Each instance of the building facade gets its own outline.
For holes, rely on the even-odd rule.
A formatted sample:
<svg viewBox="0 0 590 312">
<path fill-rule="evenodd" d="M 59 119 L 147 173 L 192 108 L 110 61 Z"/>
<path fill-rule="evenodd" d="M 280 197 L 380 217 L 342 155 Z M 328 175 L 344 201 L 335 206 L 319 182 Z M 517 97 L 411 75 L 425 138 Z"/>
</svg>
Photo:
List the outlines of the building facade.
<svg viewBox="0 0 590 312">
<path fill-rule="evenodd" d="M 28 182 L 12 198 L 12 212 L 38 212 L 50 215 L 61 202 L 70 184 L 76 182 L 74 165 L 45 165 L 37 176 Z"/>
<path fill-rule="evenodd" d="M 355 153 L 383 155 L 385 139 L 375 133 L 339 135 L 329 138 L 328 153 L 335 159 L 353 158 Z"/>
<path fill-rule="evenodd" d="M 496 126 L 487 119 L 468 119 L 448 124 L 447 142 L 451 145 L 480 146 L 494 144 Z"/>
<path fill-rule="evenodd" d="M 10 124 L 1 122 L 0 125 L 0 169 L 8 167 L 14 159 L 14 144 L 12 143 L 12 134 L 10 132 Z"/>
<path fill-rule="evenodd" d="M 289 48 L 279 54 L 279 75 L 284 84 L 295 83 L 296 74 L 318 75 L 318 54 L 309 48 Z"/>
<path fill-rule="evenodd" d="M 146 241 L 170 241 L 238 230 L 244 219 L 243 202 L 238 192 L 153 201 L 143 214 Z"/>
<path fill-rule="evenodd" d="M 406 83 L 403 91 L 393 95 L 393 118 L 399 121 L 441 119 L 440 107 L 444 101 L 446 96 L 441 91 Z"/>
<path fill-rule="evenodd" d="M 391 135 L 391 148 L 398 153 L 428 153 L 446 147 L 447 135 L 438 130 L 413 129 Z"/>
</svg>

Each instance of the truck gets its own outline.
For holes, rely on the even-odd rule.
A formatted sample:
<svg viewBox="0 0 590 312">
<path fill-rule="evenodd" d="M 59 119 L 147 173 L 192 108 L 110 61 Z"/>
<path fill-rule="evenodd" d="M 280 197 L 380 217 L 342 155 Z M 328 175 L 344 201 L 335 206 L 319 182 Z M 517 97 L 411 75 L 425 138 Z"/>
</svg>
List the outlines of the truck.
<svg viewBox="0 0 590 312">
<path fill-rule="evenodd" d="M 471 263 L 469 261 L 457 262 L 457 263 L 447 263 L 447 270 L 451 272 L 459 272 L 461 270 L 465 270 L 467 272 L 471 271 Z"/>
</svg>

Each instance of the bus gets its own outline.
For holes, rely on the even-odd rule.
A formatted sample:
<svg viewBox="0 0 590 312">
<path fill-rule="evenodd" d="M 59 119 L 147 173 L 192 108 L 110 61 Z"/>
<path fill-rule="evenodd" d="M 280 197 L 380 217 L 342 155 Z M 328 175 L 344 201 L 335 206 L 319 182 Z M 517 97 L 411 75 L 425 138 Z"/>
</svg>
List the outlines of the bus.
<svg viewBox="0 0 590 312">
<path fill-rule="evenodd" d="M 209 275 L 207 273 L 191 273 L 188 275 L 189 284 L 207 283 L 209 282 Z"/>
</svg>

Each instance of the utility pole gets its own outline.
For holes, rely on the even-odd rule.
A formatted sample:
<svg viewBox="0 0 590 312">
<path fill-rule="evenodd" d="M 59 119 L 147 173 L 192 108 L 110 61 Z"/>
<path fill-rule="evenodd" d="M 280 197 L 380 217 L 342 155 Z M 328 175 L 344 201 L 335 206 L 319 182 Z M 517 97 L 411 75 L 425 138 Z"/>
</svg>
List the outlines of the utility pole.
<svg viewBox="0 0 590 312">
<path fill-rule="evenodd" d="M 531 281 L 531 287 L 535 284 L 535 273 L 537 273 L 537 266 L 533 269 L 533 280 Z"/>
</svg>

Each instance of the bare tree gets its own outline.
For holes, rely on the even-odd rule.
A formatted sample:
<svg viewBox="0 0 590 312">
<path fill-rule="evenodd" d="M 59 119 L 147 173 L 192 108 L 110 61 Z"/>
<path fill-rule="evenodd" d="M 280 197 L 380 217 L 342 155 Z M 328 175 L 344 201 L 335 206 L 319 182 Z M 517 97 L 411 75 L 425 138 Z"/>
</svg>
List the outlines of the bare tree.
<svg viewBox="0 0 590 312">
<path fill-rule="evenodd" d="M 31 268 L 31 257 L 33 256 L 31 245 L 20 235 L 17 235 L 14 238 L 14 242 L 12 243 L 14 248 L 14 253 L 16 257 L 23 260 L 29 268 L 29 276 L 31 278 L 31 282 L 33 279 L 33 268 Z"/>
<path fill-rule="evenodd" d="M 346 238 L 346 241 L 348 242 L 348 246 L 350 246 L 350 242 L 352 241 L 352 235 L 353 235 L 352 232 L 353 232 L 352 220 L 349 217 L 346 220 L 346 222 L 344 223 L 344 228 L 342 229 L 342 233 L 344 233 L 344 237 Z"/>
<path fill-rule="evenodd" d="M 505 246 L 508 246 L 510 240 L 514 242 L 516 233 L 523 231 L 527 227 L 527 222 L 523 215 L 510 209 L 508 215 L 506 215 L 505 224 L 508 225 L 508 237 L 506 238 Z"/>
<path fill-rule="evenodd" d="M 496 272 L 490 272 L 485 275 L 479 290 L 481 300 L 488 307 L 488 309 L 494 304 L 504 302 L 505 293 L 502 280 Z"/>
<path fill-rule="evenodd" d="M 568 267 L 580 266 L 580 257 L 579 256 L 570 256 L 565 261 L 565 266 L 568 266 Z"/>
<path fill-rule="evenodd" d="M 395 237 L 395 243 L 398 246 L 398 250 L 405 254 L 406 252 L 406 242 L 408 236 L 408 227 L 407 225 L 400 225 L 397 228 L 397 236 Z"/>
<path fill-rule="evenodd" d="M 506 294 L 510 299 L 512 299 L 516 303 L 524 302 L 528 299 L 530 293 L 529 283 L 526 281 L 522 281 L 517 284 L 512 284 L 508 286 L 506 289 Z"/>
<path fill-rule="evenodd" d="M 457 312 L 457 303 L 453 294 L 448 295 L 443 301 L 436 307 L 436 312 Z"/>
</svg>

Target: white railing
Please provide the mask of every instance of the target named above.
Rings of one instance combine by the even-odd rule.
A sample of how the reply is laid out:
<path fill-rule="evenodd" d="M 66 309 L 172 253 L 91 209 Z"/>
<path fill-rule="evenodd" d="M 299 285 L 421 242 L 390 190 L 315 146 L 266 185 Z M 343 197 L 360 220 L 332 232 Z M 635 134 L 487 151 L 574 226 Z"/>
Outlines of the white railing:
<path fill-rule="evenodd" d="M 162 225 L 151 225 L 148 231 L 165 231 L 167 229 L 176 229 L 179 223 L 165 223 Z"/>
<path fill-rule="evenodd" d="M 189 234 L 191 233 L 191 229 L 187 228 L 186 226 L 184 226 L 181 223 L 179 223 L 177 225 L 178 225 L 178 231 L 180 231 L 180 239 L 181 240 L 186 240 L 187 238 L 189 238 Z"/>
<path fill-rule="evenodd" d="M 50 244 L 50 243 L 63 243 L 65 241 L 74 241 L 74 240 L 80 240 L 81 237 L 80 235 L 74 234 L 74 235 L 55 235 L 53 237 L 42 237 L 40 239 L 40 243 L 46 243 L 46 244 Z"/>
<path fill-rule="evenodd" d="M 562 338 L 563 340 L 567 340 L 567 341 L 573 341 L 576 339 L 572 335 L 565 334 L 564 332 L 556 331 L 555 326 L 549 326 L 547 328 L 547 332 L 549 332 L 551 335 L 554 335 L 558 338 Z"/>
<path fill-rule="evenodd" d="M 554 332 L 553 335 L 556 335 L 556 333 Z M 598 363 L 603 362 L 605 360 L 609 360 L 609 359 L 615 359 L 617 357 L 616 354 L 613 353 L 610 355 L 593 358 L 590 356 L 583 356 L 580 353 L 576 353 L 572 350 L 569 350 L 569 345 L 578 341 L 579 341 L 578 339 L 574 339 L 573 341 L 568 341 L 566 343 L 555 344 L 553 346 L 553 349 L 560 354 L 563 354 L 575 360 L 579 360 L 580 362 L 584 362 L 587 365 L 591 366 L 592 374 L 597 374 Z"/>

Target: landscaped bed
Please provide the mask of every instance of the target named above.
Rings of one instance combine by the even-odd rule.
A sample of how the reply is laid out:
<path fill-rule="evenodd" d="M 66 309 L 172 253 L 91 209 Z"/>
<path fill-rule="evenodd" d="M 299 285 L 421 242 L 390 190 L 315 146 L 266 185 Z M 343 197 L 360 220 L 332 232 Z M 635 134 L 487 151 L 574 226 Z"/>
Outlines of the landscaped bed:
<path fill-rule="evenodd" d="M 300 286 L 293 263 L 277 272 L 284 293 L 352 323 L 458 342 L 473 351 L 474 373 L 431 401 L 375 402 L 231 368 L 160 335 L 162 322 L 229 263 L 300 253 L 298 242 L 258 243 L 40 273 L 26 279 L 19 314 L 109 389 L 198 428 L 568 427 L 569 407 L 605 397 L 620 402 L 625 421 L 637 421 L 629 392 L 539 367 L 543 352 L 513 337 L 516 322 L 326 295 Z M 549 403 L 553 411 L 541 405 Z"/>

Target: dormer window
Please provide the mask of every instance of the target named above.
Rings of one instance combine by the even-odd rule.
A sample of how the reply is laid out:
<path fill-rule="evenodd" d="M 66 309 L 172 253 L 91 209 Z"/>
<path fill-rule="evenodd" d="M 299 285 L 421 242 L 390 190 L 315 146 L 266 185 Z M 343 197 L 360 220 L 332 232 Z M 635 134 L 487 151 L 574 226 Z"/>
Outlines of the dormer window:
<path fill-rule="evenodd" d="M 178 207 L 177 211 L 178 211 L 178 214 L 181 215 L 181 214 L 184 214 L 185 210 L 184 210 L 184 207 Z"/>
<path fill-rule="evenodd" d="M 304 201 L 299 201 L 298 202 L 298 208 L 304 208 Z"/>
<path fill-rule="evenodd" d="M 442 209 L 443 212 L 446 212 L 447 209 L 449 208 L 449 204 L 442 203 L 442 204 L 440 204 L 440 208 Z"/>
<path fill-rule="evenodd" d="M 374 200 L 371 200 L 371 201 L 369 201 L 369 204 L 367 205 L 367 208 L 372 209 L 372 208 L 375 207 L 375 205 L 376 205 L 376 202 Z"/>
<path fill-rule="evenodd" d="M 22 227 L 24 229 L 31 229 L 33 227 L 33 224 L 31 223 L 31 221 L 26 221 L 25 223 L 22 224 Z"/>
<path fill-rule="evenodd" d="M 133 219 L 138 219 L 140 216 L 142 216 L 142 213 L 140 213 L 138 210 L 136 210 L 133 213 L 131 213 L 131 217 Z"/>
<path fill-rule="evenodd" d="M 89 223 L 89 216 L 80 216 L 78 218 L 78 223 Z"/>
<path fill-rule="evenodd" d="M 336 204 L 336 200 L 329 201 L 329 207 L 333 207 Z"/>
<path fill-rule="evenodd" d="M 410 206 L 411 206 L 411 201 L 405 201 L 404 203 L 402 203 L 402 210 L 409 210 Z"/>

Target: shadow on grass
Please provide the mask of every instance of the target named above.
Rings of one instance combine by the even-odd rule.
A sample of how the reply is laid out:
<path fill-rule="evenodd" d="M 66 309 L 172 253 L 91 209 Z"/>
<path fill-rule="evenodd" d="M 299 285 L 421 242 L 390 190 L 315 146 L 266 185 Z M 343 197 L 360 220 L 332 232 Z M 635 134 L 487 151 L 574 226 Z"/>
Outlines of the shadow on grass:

## How to complete this task
Show each line of the material holding "grass".

## Answer section
Target: shadow on grass
Outlines of the shadow on grass:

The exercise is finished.